Exercise description :: Give again, word for word, only the lines from the one containing "the sunglasses, dropping a point on every instance." through the final line.

(Stored entries)
_ _ _ _
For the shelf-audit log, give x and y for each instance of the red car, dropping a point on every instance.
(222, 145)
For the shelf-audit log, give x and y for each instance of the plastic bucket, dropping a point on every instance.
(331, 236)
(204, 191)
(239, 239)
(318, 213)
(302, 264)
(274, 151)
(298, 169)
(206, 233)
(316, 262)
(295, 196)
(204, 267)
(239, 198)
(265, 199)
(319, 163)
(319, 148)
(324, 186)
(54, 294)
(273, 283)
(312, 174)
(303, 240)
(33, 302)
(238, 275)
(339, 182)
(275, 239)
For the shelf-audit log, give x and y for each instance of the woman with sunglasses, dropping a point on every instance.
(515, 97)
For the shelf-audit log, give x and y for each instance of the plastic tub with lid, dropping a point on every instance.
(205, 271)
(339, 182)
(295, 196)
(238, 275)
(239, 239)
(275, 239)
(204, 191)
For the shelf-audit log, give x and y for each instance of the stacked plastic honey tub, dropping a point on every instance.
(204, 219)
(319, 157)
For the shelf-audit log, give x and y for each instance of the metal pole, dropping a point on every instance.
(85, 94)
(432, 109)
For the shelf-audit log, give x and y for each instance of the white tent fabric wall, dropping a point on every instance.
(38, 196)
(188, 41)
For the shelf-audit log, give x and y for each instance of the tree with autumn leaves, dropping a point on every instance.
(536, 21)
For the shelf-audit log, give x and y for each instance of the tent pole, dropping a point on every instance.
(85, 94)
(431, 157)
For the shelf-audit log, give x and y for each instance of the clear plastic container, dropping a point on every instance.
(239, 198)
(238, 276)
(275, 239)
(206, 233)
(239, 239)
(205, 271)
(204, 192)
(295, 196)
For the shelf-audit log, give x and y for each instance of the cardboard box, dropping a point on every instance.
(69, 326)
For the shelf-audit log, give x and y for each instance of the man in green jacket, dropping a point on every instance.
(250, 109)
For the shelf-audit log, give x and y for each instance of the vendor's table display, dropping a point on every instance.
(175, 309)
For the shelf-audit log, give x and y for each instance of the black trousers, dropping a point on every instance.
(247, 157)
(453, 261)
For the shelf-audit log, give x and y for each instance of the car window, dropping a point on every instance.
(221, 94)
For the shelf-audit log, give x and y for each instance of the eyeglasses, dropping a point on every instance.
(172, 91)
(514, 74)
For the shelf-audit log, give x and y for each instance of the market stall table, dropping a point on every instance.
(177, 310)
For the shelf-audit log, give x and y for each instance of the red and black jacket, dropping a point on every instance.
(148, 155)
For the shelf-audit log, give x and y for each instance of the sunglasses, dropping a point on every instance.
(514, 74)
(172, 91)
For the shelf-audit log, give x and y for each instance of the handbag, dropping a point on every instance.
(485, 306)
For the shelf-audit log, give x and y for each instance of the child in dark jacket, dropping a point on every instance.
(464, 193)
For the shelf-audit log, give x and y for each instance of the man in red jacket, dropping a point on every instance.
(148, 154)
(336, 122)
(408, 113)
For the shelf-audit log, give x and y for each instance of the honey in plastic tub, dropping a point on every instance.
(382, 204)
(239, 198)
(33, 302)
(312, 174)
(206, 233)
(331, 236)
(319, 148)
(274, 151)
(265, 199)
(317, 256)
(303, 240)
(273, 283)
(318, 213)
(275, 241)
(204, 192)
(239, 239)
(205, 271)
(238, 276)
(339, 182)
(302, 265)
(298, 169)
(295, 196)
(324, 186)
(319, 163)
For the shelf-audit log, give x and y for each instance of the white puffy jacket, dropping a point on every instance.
_ _ _ _
Answer to the task ::
For the shelf-audit log, give x and y for each instance of the sunglasses, dropping a point on every instance.
(514, 74)
(172, 91)
For the shelf-audit log, give x and y for each instance of the handbag, dropping a point on every instance.
(485, 306)
For the shelf-audit log, give x and y for each instance of the child in dark jacket, dropping a point on every instance.
(464, 193)
For the shelf-audit log, give x and y for each instance of the man in red jacket, dropping a point on every instance.
(148, 154)
(336, 122)
(408, 113)
For the shelf-audit log, give x and y for each instance of the honey in plastic tub, dropping a point on every instance.
(382, 204)
(239, 198)
(33, 302)
(312, 174)
(206, 233)
(331, 236)
(319, 148)
(274, 151)
(265, 199)
(317, 256)
(303, 240)
(273, 283)
(318, 213)
(275, 241)
(204, 192)
(239, 239)
(205, 271)
(238, 276)
(339, 182)
(302, 265)
(298, 169)
(295, 196)
(324, 186)
(319, 163)
For the shelf-audit log, give x and y for each instance of the white puffy jacket, dropping a point on every instance.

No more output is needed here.